> Desafios
1. Liste todos os meios que o texto exibido cita como formas de manifestar o sentimento de dor.
2. Retome o texto sobre os mil artigos publicados e escreva a continuação a partir do ponto em que ele para.

> Texto exibido
□ □ □

Mil meu com mil teu
* Por José Ribamar Bessa Freire
- Pinto porque a vida dói - disse um dia Iberê Camargo. Lembrei do
artista plástico gaúcho agora, no momento em que completo mil textos publicados
na mídia impressa. Este aqui é o milésimo. Por que escrever tanto? Talvez
porque a vida dói e uma forma de tornar a dor suportável é manifestar tal sentimento,
seja com pincel e tinta, seja com letra e palavras. Ou através da voz, do som,
da música, do corpo.
Diante de pergunta similar feita em entrevista no canal de televisão France
Culture, em 1990, o sociólogo
Pierre Bourdieu respondeu:
- Escrevo, em primeiro lugar, porque isso me dá, psicologicamente, muito
prazer. Além disso, porque fui um jovem rebelde e espero continuar sendo um
velho rebelde. Essa foi a forma que encontrei de ser fiel à imagem que tenho de
mim mesmo. Pode parecer narcisismo, mas é assim. O mundo social seria
insuportável para mim, se eu não fosse capaz de me indignar.

□ □ □

> Dados registrados
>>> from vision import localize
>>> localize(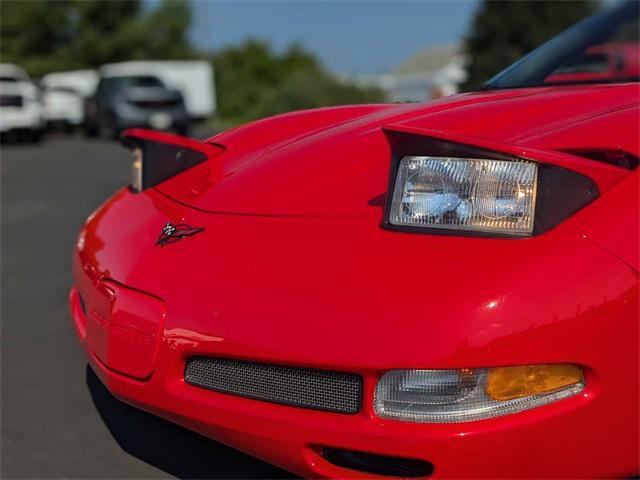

□ □ □

> Resultados
1.
- pincel e tinta
- letra e palavras
- voz
- som
- música
- corpo

2.
Ele morreu rebelde, depois de sugerir que a gasolina que move a escrita,
pelo menos a sua escrita, é o descontentamento, a necessidade de combater as
injustiças do mundo. Quem escreve com essa perspectiva, cavalga as palavras da
mesma forma que Dom Quixote encilhava o Rocinante, embora Carlos Drummond nos
ensine que as palavras "são muitas, eu pouco" e que, por isso, sendo
elas indomáveis, "lutar com palavras é luta mais vã". O poeta, porém,
relativiza o pessimismo, acrescentando: "entanto lutamos mal rompe a
manhã".
Outro tipo de motivação foi apresentada por Júlio Cortazar, eu acho, mas
estou com preguiça de verificar no Google. Li em alguma parte que o escritor
argentino ou outro profissional da palavra teria dito alguma coisa assim:
"Escrevo para descobrir o que penso", destacando que o ato de
escrever o ajudava a organizar seu pensamento.
Existem motivações mais prosaicas, mas igualmente legítimas. Há quem
escreva pensando com isso conquistar namoradas (os) ou ganhar uns trocados,
outros ainda escrevem como quem dá aulas, com o furor pedagógico de
compartilhar o que sabe, todos com a esperança de encontrar leitores com quem
compartilhar as dores, as dúvidas ou as certezas.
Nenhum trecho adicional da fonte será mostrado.